(Saved data entries)

::::::::

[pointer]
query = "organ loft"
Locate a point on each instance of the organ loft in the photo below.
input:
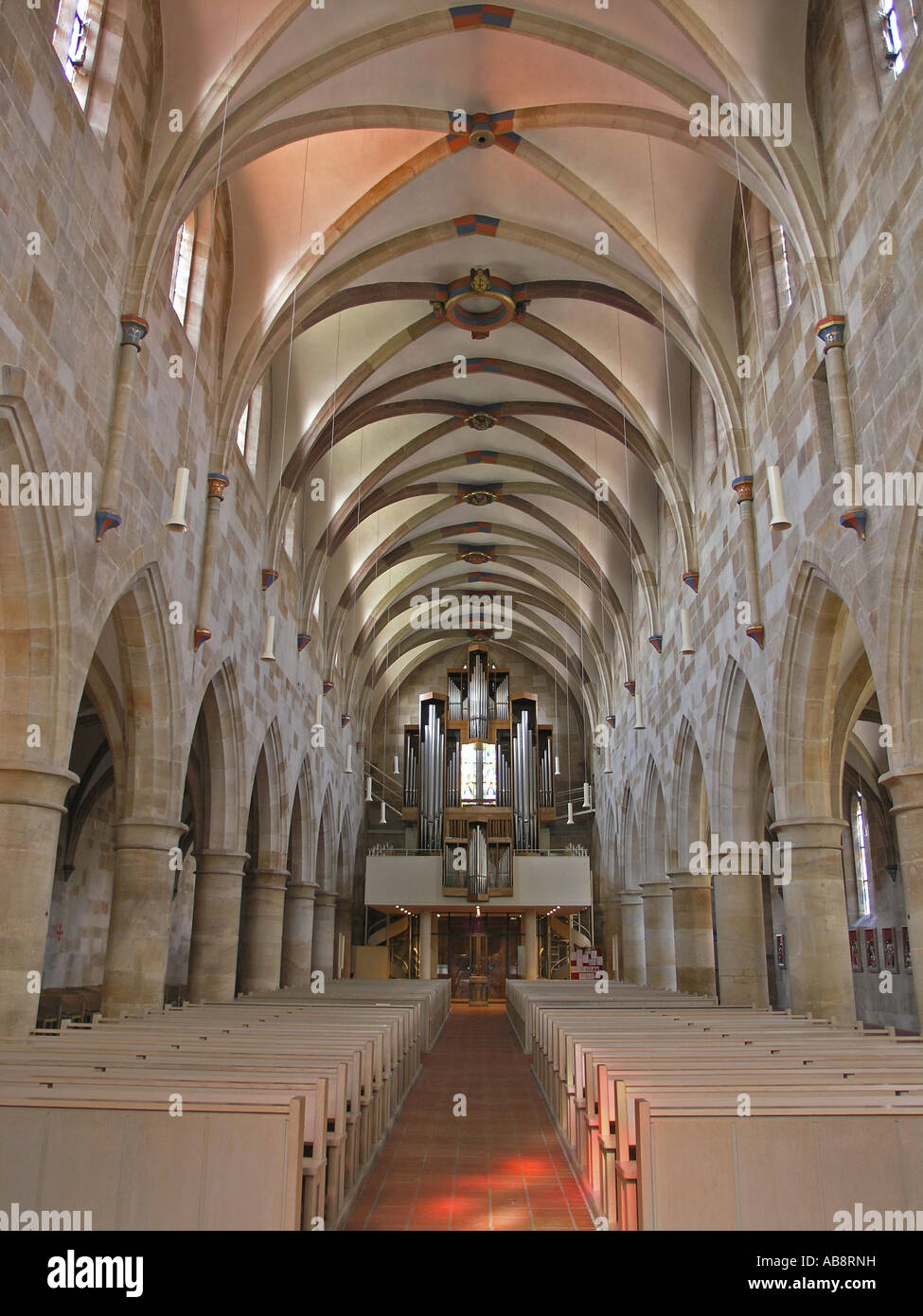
(490, 880)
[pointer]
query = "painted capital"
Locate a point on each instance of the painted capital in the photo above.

::::::::

The entries above should be reproduced exactly, without their pictures.

◆ Solution:
[pointer]
query = "organ loft"
Locate a point on each instance of the organ loft in the photo below.
input:
(490, 880)
[pointer]
query = "painted capital"
Locate a point on each instance of the painted capital in the photo above.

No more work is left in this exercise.